* start GIVEN DATA *

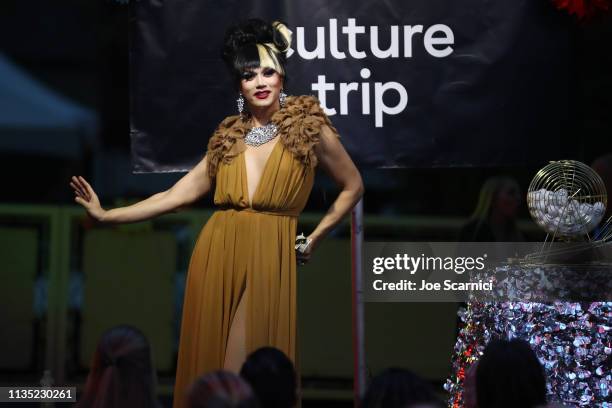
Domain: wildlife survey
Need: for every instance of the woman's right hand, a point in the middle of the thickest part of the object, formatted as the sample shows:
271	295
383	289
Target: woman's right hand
86	196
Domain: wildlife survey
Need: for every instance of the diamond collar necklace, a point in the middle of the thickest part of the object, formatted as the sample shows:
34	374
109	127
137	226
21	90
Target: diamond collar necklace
257	136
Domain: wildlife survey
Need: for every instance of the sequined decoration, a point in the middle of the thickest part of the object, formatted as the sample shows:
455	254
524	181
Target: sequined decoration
571	339
260	135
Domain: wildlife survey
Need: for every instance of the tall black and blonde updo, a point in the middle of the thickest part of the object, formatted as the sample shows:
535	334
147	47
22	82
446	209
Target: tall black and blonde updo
255	43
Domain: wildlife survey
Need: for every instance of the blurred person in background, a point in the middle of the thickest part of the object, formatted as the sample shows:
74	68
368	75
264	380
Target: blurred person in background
221	389
509	375
399	388
272	377
122	372
495	215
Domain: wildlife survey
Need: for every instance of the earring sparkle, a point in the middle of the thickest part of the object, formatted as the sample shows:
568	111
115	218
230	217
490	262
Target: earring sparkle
240	103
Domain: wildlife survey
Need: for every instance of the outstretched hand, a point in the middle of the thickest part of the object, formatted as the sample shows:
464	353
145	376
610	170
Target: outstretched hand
304	254
86	196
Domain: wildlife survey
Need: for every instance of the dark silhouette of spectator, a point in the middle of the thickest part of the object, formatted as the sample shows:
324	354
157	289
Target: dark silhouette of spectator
221	389
272	376
399	388
122	372
509	375
494	219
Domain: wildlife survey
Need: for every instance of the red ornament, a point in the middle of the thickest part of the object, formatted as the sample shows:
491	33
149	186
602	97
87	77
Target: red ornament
583	9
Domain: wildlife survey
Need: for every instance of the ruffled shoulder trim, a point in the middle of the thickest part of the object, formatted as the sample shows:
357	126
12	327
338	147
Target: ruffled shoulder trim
299	125
224	142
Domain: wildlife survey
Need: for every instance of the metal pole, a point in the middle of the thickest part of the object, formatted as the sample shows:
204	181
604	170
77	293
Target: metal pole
359	368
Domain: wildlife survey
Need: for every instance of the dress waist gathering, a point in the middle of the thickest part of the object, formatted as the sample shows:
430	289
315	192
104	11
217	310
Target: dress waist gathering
278	213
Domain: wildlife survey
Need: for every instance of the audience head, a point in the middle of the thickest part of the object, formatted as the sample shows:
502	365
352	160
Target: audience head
399	388
272	377
221	389
122	372
509	375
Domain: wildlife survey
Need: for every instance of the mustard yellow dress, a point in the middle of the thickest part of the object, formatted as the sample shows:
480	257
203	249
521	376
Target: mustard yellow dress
249	249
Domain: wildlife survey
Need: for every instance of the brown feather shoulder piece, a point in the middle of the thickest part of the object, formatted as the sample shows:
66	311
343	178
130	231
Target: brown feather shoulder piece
299	125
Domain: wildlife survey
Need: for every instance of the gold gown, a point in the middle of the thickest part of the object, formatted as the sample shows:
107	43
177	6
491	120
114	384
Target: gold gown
249	249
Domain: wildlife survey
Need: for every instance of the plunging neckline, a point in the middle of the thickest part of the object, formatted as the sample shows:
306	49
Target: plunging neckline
263	172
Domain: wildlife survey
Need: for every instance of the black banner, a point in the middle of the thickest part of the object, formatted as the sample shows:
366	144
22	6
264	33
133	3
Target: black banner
427	83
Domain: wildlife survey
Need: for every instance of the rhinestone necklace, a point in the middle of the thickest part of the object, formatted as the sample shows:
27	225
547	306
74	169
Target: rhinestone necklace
260	135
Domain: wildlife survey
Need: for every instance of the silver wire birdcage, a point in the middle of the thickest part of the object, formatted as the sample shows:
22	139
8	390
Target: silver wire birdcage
567	199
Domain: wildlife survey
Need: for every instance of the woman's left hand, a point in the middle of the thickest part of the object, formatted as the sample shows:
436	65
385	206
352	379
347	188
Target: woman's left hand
304	257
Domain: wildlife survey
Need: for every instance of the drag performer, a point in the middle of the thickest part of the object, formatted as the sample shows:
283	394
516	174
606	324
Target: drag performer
241	284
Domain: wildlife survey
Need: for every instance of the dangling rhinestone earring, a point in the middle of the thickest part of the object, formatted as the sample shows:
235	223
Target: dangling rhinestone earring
240	103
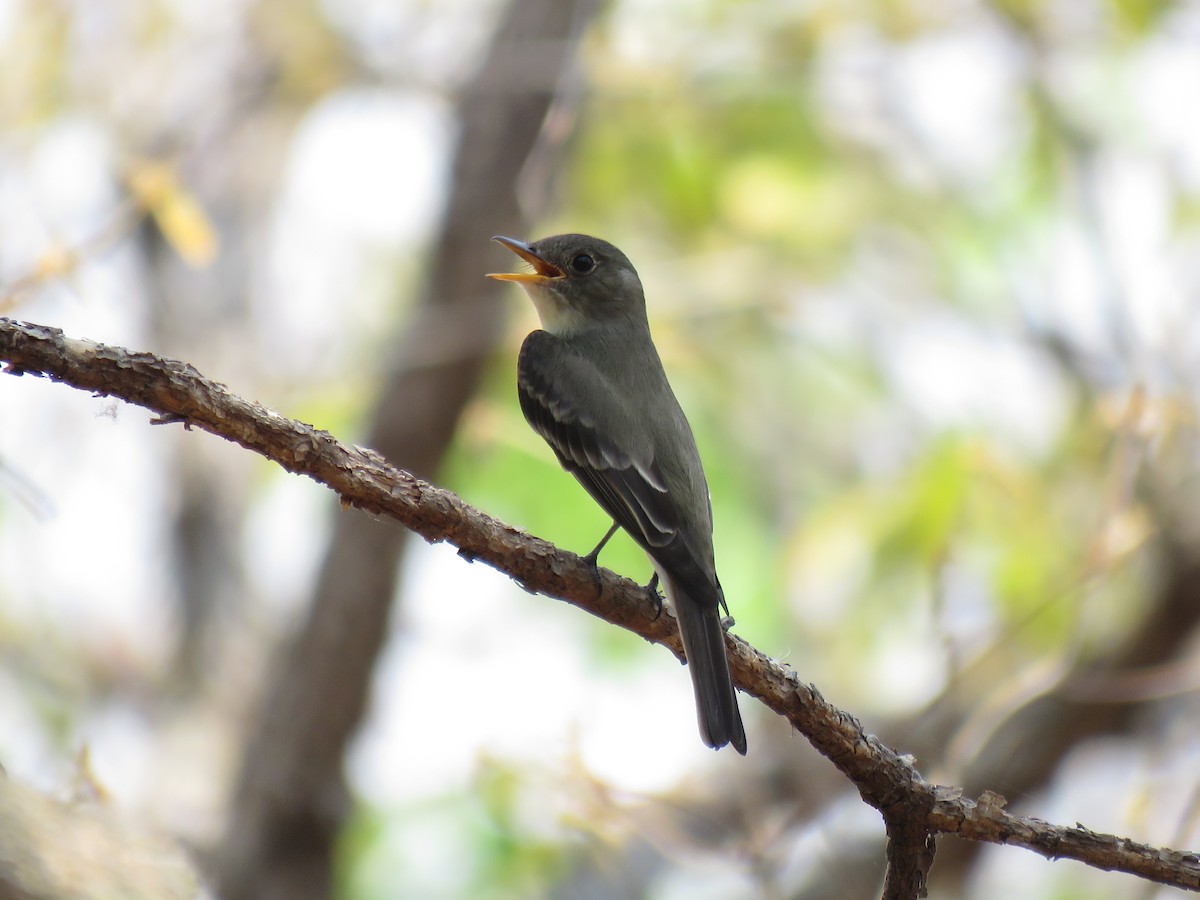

* end GIVEN DATA *

◆ WHAT YOU SHOULD DO: Show every line of the records above that contains the word "rhinestone", matching case exactly.

◆ WORKED SOLUTION:
Need: for every instance of the rhinestone necklace, a point in the middle of the thickest part of the object, formatted as the sample shows:
Target: rhinestone necklace
Need: for every instance of the dangling rhinestone earring, a point in the middle of the thickest part of the object, formatted as the sample shows:
Target: dangling rhinestone earring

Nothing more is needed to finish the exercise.